# Texte source:

Le jugement commenté du 23 décembre 2020 rendu par le tribunal administratif de Lyon fait droit aux prétentions indemnitaires présentées par une habitante de la place Bellecour du fait des différents préjudices qui résultent de l’installation et de l’exploitation d’une Grande Roue dont elle est riveraine. En effet, depuis l’hiver 2006, la commune de Lyon autorise l’installation de cette attraction sur son domaine public. La juridiction administrative engage la responsabilité sans faute pour rupture d’égalité devant les charges publiques de la commune de Lyon. Elle vérifie également l’existence des autres conditions permettant l’engagement de la responsabilité administrative d’une personne publique, à savoir un préjudice direct et certain, ainsi qu’un lien de causalité entre ce préjudice et le fait générateur.
L’affaire jugée le 23 décembre 2020 par le tribunal administratif de Lyon invite de prime abord à la prudence en ce qu’elle rappelle que la poursuite de l’intérêt général par l’autorité administrative peut causer des dommages importants à des victimes collatérales de cette action. Mais faut-il que l’administration les répare, quand bien même elle poursuivait un but des plus légitimes ? La finalité, aussi noble soit-elle, justifie-t-elle ces vicissitudes ?
Le jugement du tribunal administratif réaffirme que la responsabilité administrative de la commune de Lyon, n’est que la contrepartie des prérogatives de puissance publique dont elle dispose. À cet égard, sa responsabilité peut être engagée même en l’absence de faute. Cette décision de justice s’inscrit tout naturellement dans un mouvement de socialisation des risques. En effet, au moment où les sociétés modernes se complexifient, la socialisation des risques entend ne pas céder à la fatalité supportée par les administrés, et à mieux répondre à leurs exigences de sécurité, en étendant la couverture des risques assumés par la puissance publique, y compris lorsqu’aucune faute ne peut être imputée à cette dernière. L’équité impose que la charge de certains dommages n’incombe pas à la seule victime (Denoix de Saint Marc (R.), « Vers une socialisation raisonnée du risque », AJDA, 2005, p. 2201).
En l’espèce, une riveraine de la place Bellecour a saisi la juridiction administrative pour demander l’engagement de la responsabilité de la commune de Lyon, et l’indemnisation des divers préjudices dont elle se dit victime, du fait de l’installation d’une attraction foraine de type « Grande Roue » à proximité de chez elle. En effet, le maire de la commune de Lyon autorise, depuis plusieurs années, dans le cadre des festivités de fin d’année, l’installation et l’exploitation d’une Grande Roue sur le domaine public place Bellecour.

# Données fournies:
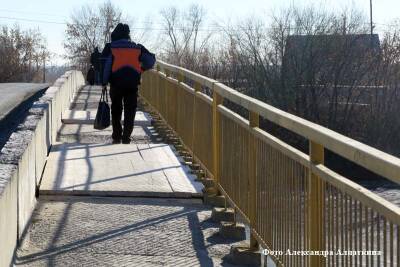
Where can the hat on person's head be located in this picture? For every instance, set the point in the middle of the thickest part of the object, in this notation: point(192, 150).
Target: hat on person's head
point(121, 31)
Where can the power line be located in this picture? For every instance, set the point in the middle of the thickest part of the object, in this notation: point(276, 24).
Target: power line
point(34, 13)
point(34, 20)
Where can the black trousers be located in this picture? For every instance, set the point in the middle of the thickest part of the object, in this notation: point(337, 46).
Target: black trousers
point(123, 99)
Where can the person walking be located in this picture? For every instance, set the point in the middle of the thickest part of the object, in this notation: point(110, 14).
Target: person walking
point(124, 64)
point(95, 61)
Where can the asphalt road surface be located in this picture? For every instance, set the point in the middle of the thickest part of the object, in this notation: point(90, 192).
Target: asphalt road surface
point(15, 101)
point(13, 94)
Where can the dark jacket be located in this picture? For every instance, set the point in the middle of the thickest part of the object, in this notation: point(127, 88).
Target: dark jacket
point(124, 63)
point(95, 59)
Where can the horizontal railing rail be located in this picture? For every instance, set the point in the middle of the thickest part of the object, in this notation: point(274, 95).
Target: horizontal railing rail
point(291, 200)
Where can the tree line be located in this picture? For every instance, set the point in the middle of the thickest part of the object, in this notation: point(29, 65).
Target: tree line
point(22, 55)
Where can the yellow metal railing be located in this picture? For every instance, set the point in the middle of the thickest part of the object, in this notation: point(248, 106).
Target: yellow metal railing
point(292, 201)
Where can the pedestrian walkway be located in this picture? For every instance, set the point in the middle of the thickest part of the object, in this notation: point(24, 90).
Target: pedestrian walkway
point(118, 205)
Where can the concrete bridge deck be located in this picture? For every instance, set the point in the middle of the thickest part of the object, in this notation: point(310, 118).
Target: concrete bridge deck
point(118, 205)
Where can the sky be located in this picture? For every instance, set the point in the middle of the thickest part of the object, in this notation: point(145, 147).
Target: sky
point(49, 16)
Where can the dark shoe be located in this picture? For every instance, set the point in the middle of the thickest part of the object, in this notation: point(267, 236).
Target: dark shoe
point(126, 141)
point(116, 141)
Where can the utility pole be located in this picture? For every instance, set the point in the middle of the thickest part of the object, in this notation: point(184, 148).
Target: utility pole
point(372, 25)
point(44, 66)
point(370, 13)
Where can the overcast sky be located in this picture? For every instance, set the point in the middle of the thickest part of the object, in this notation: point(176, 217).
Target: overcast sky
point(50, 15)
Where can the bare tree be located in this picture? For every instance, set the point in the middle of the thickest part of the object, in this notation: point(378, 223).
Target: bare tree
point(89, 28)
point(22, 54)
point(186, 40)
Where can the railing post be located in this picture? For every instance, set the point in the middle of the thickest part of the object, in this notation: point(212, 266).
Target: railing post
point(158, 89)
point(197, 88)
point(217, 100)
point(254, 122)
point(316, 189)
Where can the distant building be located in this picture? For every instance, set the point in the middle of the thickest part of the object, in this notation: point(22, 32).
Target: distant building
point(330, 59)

# Exercices à traiter:
a. Répondez aux questions suivantes d'après le texte sur la Grande Roue de Bellecour :
(i) Depuis quand la commune de Lyon autorise-t-elle l'installation de cette attraction sur son domaine public ?
(ii) Quelle responsabilité de la commune de Lyon la juridiction administrative engage-t-elle ?
(iii) Dans quel cadre le maire autorise-t-il l'installation et l'exploitation de la Grande Roue ?
b. Extrayez du texte sur la Grande Roue de Bellecour le passage qui va de « En l’espèce, une » jusqu'à « public place Bellecour. » inclus, sans rien y changer.
c. Prolongez le texte sur la Grande Roue de Bellecour à partir de l'endroit où il s'arrête.

# Solutions proposées:
a.
(i) Depuis l'hiver 2006.
(ii) La responsabilité sans faute pour rupture d'égalité devant les charges publiques.
(iii) Dans le cadre des festivités de fin d'année.

b.
En l’espèce, une riveraine de la place Bellecour a saisi la juridiction administrative pour demander l’engagement de la responsabilité de la commune de Lyon, et l’indemnisation des divers préjudices dont elle se dit victime, du fait de l’installation d’une attraction foraine de type « Grande Roue » à proximité de chez elle. En effet, le maire de la commune de Lyon autorise, depuis plusieurs années, dans le cadre des festivités de fin d’année, l’installation et l’exploitation d’une Grande Roue sur le domaine public place Bellecour.

c.
Le but d’intérêt général poursuivi est évidemment le développement économique. En effet, l’exploitation de l’attraction foraine génère une certaine attractivité touristique. De même, en raison de l’occupation privative du domaine public, les exploitants sont tenus de verser une redevance domaniale à l’affectataire : cette dernière constitue donc une ressource financière pour la commune de Lyon (Article L. 2125-1 du Code général de la propriété des personnes publiques) . Pour autant, la requérante estime que les préjudices professionnels, moraux et d’agrément qu’elle subit du fait du fonctionnement de cette Grande Roue, sont anormaux et spéciaux. Si le tribunal administratif de Lyon a fait droit aux prétentions de la requérante, il convient d’analyser le raisonnement juridique opéré par ce dernier, pour aboutir à la condamnation de la commune. À cet effet, la juridiction a identifié et appliqué un régime de responsabilité sans faute pour rupture d’égalité devant les charges publiques (I). Par la suite, le tribunal a apprécié strictement les conditions communes permettant d’engager la responsabilité administrative (II).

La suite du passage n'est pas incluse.